EXTRACTED TEXT |
***
3.35 We aim to have 12 NSAs in place by 2008. Longer term, our aspiration is to have at least one NSA for each major sector of the economy as resources allow. We are making good progress. In addition to the pathfinder Fashion Retail Academy, NSAs in construction, manufacturing, financial services, and food and drink manufacture have been approved, and are in various stages of roll out. A further four, in nuclear, chemical processing, hospitality, and creative and cultural skills are expected to complete their business planning for approval by the autumn of 2007.

 

Goodbye CoVEs

CoVEs have been a success, so they are to be phased out as they don’t quite reflect today’s objectives: they don’t include the private sector or sufficiently reflect the ‘needs of employers’.
Instead, FE will be measured by a new balanced-scorecard system of performance indicators – the Framework for Excellence – including ‘employer responsiveness’. I hope that this will be measured by a more sophisticated measure than the telephone poller who occasionally rings up our office to ask why we aren’t using the local college. (And if you are currently a CoVE, make the most of it, as that status will disappear in 2010.)
***
Natural language region descriptions:
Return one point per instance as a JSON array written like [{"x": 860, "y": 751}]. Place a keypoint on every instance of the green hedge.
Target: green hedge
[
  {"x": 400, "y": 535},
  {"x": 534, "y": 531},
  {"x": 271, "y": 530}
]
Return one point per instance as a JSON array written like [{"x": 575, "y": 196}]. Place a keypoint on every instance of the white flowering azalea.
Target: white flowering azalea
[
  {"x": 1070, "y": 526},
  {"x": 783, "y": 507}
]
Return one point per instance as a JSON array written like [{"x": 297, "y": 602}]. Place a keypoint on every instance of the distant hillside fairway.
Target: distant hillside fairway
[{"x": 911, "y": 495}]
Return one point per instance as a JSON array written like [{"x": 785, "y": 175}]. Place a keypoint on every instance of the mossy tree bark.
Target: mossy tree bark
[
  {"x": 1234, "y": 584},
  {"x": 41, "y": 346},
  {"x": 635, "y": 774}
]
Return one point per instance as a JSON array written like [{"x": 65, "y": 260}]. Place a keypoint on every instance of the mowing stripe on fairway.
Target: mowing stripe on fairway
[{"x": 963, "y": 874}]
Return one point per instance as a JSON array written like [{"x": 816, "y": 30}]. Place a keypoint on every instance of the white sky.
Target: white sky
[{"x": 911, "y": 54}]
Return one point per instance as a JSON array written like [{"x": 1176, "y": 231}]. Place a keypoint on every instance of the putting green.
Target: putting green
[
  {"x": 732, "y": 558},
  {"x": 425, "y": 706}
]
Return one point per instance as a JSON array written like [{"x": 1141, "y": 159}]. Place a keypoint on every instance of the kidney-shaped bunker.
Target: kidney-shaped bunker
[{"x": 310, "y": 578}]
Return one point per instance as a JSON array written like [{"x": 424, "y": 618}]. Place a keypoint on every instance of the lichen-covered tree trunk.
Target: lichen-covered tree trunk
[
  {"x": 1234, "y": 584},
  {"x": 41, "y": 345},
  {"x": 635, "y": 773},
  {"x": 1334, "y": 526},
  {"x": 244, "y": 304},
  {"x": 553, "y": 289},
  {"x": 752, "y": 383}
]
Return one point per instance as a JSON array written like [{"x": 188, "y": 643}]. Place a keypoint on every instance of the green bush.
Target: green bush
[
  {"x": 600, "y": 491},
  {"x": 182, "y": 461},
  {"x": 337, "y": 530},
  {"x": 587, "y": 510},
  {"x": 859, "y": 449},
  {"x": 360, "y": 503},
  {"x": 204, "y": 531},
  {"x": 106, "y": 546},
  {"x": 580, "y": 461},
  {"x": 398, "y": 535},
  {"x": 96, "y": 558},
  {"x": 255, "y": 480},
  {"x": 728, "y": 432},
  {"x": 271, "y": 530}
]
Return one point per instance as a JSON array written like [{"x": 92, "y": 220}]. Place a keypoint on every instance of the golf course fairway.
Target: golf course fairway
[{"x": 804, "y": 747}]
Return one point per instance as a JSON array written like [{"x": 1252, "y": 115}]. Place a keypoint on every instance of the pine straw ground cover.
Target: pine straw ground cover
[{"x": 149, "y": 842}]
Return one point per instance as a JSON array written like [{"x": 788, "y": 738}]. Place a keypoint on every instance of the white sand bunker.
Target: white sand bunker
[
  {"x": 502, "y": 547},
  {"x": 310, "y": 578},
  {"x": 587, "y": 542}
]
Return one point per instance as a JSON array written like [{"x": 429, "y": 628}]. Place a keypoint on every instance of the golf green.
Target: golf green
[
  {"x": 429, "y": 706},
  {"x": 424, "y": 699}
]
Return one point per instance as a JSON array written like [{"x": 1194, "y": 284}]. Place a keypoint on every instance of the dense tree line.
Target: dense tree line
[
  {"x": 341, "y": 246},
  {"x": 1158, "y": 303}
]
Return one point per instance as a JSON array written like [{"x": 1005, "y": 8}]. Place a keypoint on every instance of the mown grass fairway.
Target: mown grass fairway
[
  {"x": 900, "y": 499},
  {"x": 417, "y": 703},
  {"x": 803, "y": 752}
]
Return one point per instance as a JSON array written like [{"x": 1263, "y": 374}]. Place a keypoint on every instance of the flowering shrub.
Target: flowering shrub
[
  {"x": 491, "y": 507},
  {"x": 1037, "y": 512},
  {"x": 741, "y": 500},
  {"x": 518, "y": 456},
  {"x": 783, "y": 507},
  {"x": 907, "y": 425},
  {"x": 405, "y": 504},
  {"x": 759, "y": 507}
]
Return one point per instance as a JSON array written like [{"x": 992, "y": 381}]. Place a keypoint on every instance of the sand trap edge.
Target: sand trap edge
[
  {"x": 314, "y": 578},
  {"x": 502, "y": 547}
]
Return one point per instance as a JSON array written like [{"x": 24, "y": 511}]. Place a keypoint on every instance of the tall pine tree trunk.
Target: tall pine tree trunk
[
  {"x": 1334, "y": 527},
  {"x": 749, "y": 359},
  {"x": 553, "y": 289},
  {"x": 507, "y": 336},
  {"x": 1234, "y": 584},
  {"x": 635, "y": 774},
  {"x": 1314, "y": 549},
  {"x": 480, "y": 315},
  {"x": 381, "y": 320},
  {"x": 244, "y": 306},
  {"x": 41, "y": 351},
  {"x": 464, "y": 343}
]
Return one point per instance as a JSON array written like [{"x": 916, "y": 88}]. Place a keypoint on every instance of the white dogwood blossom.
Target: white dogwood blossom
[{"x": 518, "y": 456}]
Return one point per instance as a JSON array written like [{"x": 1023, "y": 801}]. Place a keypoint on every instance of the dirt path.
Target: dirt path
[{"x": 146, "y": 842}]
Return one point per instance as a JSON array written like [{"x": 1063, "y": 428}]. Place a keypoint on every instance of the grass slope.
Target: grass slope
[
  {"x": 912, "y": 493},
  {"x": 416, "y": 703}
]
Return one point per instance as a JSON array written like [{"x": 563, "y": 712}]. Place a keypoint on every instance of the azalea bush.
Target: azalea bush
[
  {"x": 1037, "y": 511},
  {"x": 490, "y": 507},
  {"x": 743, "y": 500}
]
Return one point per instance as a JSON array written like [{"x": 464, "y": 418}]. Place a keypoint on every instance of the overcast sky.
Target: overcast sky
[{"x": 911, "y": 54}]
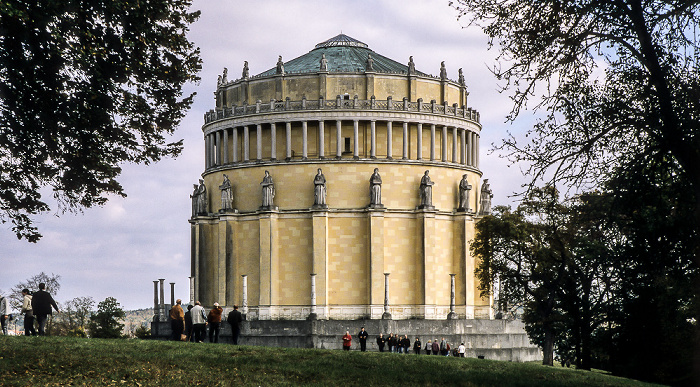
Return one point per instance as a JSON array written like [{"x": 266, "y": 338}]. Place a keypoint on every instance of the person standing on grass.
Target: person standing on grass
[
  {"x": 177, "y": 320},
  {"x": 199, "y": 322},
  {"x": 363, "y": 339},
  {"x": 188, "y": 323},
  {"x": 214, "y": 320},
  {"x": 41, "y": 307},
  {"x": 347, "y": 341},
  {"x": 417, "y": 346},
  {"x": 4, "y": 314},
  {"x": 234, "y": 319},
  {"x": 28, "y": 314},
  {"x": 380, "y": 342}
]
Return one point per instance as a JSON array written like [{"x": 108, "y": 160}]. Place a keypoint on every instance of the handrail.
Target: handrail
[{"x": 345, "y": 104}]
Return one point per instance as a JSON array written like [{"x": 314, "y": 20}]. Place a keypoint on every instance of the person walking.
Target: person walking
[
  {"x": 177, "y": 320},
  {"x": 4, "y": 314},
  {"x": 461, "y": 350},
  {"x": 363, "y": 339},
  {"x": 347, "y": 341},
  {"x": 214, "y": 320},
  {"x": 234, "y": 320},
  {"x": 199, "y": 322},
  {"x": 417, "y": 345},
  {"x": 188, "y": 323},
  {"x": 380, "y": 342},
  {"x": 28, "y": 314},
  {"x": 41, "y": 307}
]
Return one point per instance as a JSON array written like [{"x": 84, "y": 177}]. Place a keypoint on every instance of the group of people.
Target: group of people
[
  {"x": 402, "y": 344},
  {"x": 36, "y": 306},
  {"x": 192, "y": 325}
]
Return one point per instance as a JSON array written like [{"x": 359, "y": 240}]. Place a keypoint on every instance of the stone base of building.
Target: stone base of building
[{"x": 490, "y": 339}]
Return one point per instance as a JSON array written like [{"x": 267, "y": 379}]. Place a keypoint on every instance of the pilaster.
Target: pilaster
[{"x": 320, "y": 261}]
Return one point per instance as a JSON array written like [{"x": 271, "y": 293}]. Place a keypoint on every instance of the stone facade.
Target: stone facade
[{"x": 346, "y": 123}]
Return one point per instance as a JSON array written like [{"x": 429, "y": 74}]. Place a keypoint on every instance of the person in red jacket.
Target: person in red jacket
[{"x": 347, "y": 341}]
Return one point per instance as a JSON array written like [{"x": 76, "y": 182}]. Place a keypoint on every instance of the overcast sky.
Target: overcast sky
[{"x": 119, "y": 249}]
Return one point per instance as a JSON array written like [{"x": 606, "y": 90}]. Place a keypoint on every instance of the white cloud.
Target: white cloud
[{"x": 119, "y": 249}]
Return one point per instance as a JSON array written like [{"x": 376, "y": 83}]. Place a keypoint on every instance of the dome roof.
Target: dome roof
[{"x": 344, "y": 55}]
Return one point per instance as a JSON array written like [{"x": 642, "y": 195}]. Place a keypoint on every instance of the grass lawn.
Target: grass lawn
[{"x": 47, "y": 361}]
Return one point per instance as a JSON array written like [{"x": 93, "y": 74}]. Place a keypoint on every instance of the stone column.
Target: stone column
***
PROBLEMS AND TASKS |
1. According to the passage on NSAs and CoVEs, in what year will CoVE status disappear?
2. Summarize the passage on NSAs and CoVEs in two sentences.
3. Carry on the passage about NSAs and CoVEs, beginning after its final sentence.

ANSWERS BY ITEM |
1. CoVE status will disappear in 2010.

2. The aim is to have 12 NSAs in place by 2008. NSAs in several sectors have already been approved and others are in planning, while CoVEs are to be phased out in favor of the Framework for Excellence, which includes "employer responsiveness."

3.
3.37 The Centres of Vocational Excellence (CoVE) programme has successfully enabled colleges and training providers to develop, and gain recognition for, excellence in defined vocational areas. Since the programme was launched in 2001 some 400 CoVEs have been designated.


[3.36]…Drawing on the CoVE experience we will introduce a new standard for employer responsiveness and vocational excellence which will be open to colleges and training providers, both publicly and privately funded. Over time we expect that it will be owned and assessed by an independent organisation. The criteria for the new standard have been tested with over 70 providers, and will be more stretching than those for current CoVE status. To secure the new standard, providers will have to show that they can achieve excellence in the delivery of high quality, responsive provision that meets the needs of employers, and that they have the systems in place to consistently deliver excellence in the future.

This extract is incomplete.